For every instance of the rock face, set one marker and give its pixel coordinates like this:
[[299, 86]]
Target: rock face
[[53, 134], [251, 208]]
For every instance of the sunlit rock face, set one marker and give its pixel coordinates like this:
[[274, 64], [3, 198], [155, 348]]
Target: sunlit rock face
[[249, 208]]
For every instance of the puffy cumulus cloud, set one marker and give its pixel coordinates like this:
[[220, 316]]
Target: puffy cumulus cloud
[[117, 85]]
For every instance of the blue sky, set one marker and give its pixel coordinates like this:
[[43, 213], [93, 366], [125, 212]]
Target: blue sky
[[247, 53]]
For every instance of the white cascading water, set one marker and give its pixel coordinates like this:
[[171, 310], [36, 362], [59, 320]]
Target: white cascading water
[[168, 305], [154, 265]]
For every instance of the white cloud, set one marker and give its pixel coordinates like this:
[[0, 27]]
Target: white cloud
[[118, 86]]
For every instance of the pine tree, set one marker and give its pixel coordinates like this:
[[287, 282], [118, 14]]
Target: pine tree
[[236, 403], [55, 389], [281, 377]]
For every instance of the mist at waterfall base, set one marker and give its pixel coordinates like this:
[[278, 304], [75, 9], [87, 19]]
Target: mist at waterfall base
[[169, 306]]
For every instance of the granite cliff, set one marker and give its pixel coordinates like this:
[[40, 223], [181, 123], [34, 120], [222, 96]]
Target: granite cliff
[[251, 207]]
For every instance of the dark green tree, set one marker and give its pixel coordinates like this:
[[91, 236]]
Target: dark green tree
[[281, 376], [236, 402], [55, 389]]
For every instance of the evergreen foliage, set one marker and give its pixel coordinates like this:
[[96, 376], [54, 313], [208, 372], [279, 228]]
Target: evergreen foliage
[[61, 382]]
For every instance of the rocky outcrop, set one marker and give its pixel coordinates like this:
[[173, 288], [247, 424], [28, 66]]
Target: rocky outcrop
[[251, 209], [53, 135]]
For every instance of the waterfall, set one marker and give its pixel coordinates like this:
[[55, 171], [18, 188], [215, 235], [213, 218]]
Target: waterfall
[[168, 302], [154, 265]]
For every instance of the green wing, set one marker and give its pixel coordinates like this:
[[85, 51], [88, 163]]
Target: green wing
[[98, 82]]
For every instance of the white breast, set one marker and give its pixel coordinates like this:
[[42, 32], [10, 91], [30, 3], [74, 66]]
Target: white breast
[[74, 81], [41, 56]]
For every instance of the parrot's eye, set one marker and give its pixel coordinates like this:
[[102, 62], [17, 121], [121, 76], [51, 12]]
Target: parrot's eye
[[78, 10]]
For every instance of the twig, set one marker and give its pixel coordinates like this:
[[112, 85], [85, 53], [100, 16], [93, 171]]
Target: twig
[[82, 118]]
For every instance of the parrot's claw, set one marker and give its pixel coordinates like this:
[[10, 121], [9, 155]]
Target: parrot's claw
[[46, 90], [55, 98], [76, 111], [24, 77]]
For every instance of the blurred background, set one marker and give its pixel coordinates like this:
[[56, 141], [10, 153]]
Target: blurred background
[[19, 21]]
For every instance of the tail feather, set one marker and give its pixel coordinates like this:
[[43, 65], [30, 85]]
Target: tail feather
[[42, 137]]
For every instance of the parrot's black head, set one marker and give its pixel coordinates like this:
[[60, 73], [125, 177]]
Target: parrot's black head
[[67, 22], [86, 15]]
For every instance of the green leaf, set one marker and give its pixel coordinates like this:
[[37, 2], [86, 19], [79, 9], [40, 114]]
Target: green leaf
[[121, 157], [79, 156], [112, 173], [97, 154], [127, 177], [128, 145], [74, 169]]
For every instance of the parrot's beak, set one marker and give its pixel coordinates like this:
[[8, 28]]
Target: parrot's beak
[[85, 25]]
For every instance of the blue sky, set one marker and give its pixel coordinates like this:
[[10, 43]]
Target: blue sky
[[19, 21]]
==
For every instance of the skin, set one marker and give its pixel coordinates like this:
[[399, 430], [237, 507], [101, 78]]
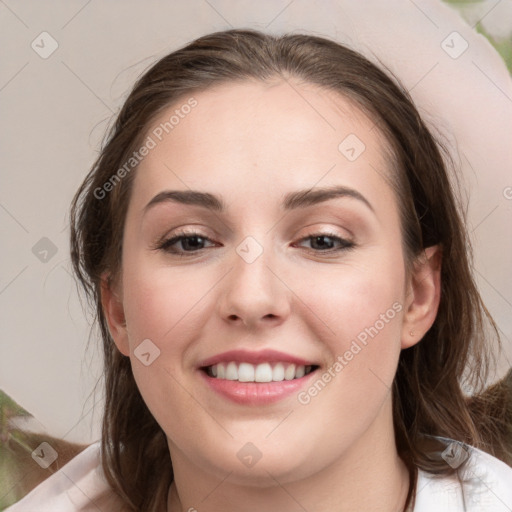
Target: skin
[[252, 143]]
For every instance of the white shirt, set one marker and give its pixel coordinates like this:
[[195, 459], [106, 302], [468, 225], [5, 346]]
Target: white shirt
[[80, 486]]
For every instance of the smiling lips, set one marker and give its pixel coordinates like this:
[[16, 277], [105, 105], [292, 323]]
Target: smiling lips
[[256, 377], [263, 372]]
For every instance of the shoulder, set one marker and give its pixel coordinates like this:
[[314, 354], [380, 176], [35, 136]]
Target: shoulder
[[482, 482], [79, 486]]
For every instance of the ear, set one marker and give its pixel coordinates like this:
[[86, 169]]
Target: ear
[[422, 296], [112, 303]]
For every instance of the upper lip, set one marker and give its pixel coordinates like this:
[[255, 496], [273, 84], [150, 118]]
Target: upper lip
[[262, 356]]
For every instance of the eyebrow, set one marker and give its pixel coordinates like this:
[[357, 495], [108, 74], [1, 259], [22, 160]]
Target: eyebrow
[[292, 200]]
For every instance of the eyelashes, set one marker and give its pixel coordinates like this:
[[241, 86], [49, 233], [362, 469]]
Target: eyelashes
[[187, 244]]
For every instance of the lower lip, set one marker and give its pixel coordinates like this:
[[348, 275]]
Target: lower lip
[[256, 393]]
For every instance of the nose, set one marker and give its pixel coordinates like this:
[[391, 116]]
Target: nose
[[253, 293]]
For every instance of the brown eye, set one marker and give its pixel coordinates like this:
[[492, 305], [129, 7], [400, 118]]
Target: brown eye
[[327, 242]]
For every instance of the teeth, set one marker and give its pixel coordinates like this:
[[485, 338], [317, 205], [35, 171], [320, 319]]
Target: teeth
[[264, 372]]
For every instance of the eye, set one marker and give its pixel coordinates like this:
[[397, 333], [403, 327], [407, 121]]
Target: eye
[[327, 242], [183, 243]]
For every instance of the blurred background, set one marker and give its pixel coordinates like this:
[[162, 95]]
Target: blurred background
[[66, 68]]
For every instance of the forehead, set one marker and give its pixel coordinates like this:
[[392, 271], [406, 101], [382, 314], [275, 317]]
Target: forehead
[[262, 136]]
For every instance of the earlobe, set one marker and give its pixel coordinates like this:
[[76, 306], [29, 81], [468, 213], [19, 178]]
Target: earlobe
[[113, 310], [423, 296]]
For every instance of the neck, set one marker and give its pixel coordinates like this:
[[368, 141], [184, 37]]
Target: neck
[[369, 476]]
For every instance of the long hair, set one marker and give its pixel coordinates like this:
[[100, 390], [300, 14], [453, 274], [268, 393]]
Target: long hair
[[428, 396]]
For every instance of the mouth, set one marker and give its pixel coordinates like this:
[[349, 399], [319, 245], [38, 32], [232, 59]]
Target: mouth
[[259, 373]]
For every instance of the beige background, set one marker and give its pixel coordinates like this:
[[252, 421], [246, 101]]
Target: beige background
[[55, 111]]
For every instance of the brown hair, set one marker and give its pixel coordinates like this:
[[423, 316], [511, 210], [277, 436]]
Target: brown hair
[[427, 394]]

__What to do__
Starting at the line that contains "[[314, 354], [380, 176], [35, 136]]" and stopping after the line that contains "[[485, 338], [317, 205], [35, 171], [320, 319]]", write out every line exactly as it appears above, and no other line.

__Written answer__
[[314, 354], [380, 176], [35, 136]]
Target: shoulder
[[482, 482], [79, 486]]
For every instance of the ear, set one marker and give its pixel coordinates like this:
[[86, 169]]
Target: ear
[[422, 296], [112, 303]]
For every instance of the upper lip, set one marker and give its pixel coordinates like this:
[[255, 496], [273, 84], [150, 118]]
Target: upper lip
[[262, 356]]
For every instance of the eyebrow, set one marker and give its pixel coordinates like this:
[[357, 495], [108, 74], [1, 259], [22, 160]]
Target: eyebrow
[[292, 200]]
For every instance of the eyelashes, set one marker and give its pixel coordinates like this:
[[241, 86], [49, 233], [362, 469]]
Target: eyelashes
[[187, 244]]
For every instance of the lower lip, set one marker and give its pixel coordinates like this:
[[348, 275]]
Target: lower lip
[[256, 393]]
For every instance of the nose, set one marker and give its pixel coordinates like this:
[[391, 116]]
Target: nose
[[253, 293]]
For every instance of the brown eye, set one marker and give its pixel coordinates like this:
[[492, 305], [129, 7], [400, 118]]
Target: brown eye
[[327, 242]]
For every instance of the teeth, set one marker and give its pixel coordinates like this:
[[485, 338], [317, 205], [35, 171], [320, 319]]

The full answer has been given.